| Task |
Set every record down verbatim and omit the pictures.

| Position identification records |
###
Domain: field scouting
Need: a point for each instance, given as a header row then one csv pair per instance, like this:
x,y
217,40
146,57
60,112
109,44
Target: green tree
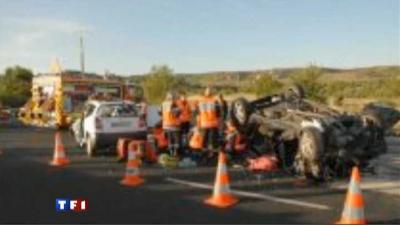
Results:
x,y
265,84
15,86
158,82
308,78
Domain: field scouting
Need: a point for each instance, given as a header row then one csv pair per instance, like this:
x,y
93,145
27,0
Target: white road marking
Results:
x,y
252,195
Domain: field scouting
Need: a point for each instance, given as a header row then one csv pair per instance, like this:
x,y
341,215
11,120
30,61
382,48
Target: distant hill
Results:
x,y
282,73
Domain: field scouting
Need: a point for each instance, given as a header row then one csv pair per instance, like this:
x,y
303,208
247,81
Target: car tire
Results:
x,y
310,150
377,139
90,146
296,91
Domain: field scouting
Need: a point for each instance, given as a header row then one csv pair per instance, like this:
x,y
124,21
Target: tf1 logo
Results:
x,y
78,205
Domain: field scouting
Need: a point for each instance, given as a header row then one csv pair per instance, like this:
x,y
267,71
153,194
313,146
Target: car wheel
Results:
x,y
311,147
377,134
295,91
240,112
90,146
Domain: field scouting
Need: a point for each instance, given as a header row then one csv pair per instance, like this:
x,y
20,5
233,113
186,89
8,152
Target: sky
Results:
x,y
129,36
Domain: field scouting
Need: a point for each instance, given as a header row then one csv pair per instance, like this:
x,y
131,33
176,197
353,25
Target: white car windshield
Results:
x,y
118,110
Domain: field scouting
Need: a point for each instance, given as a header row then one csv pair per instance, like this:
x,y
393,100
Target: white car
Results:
x,y
104,122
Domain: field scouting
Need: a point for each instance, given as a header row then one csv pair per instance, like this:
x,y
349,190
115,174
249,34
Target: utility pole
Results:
x,y
82,55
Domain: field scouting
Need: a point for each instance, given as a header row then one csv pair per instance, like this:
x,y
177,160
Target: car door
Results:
x,y
88,120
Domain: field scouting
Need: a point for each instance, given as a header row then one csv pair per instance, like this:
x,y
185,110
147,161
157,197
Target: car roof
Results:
x,y
99,102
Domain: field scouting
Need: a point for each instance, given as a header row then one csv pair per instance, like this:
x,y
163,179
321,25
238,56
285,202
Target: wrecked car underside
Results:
x,y
310,139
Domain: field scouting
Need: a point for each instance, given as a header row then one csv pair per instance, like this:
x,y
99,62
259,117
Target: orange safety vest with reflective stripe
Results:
x,y
169,120
196,140
186,111
208,112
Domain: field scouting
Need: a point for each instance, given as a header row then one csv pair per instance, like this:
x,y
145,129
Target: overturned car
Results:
x,y
309,139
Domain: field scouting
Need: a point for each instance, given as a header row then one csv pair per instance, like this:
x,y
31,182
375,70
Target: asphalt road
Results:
x,y
29,187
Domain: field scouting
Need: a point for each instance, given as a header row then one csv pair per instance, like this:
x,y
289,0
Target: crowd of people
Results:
x,y
200,127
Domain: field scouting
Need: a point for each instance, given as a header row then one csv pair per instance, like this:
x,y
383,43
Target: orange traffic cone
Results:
x,y
59,158
221,195
353,212
132,177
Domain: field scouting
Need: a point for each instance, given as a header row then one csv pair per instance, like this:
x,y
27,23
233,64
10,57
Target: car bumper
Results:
x,y
110,140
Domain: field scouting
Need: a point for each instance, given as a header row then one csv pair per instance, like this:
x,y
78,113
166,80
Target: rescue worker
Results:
x,y
184,118
224,107
170,113
236,144
209,118
224,113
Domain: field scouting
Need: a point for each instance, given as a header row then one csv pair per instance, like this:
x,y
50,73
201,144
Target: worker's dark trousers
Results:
x,y
185,127
174,139
211,137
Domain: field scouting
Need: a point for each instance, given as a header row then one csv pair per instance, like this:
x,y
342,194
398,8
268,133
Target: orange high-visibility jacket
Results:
x,y
208,112
169,119
196,140
186,111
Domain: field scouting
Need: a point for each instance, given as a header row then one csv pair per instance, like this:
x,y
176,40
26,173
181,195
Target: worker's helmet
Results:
x,y
208,91
170,96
###
| Expected answer |
Domain: field scouting
Need: a point for each instance, given as a header row then one csv pair per instance, like this:
x,y
217,40
146,57
60,112
109,44
Target: green tree
Results:
x,y
265,84
15,86
158,82
308,78
Domain: field scouting
Need: a point for each instance, given as a header row then one csv pair per instance, like this:
x,y
93,145
27,0
Target: white road marking
Results:
x,y
252,195
Domain: field scouting
Need: a point for each instance, given as a header row then one csv pair per instance, like this:
x,y
341,215
11,120
30,61
382,48
Target: distant hill
Results:
x,y
282,73
Domain: field scouting
Need: a point for each instance, given as a header row then one csv pair per instance, like this:
x,y
303,208
247,81
Target: car tire
Results:
x,y
310,150
377,139
90,146
296,91
Domain: field scouting
Need: a point for each instance, given as a header row then one csv pair per instance, like this:
x,y
124,21
Target: tf1 logo
Results:
x,y
78,205
Domain: field scouting
Need: a point for each instance, given as a header row then one csv pair per instance, like this:
x,y
267,71
153,194
313,146
Target: car wheel
Results:
x,y
311,147
377,134
295,91
240,112
90,146
Domain: field scouting
Need: a point for each instance, given as a header row then one csv pair per instance, like this:
x,y
20,5
233,113
186,89
8,152
Target: sky
Results:
x,y
129,36
Domain: field scouting
Need: a point for each instance, given as a header row then one csv pair per instance, like this:
x,y
131,33
176,197
353,25
Target: white car windshield
Results:
x,y
118,110
Domain: field scouting
Need: a point for each instance, given as a header row then one csv pair per instance, like this:
x,y
393,100
Target: white car
Results:
x,y
104,122
Domain: field scouting
Need: a point for each instance, given as a header row then one csv pair per instance, like this:
x,y
349,190
115,174
249,34
Target: utility pole
Results:
x,y
82,55
Domain: field scouting
Need: a point for each instance, given as a header row then one csv pair per instance, like this:
x,y
177,160
Target: car door
Results:
x,y
88,120
Domain: field scouting
Need: a point for each instance, given as a header row then one csv pair per instance, like this:
x,y
185,110
147,161
157,197
Target: car roof
Results:
x,y
99,102
Domain: field scouting
Need: a point for each instance, given as a header row then one csv pair per instance, like this:
x,y
163,179
321,25
238,56
285,202
Target: wrecked car underside
Results:
x,y
310,139
Domain: field scouting
Need: a point for each instance, given as a header row then one csv pair per instance, like this:
x,y
99,62
259,117
Target: orange safety vest with reflective stripe
Results:
x,y
169,120
196,140
186,111
208,112
Domain: field scouting
Need: a point for each instance, given as a header row then one csv pair per instance, like this:
x,y
145,129
Target: overturned car
Results:
x,y
309,139
Domain: field scouting
Need: a point for each instance, given as a header row then one csv pair per instance, like this:
x,y
31,182
375,70
Target: asphalt road
Results:
x,y
29,187
Domain: field scouting
Need: a point for each instance, given as a header row then one csv pair per instance, like this:
x,y
289,0
Target: crowd of people
Results:
x,y
200,127
Domain: field scouting
Need: a point for each instance, given as a header row then one csv pair per instance, like this:
x,y
383,43
Target: orange traffic cone
Results:
x,y
59,158
221,195
353,212
132,177
Domain: field scouting
Need: a point for each instance, given as a header row then one csv pair per instance, like this:
x,y
27,23
233,64
10,57
Target: car bumper
Results:
x,y
110,140
Domain: field scouting
Need: a point for each instance, given as a header row then one csv pair per instance, like this:
x,y
78,113
166,80
Target: rescue worker
Results:
x,y
184,118
224,107
170,113
236,144
209,118
224,113
Domain: field scouting
Need: a point for each instance, given as a header row then one csv pair per instance, like this:
x,y
50,73
201,144
Target: worker's dark trousers
Results:
x,y
185,127
174,139
211,137
Domain: field scouting
Need: a point for each instance, given as a header row then one csv pair per instance, like this:
x,y
342,194
398,8
268,133
Target: orange high-visibility jacket
Results:
x,y
208,112
169,119
196,140
186,111
Domain: field scouting
Need: a point for each instance, given as a header row then one csv pair per instance, like this:
x,y
176,40
26,173
181,195
Target: worker's helmet
Results:
x,y
208,91
170,96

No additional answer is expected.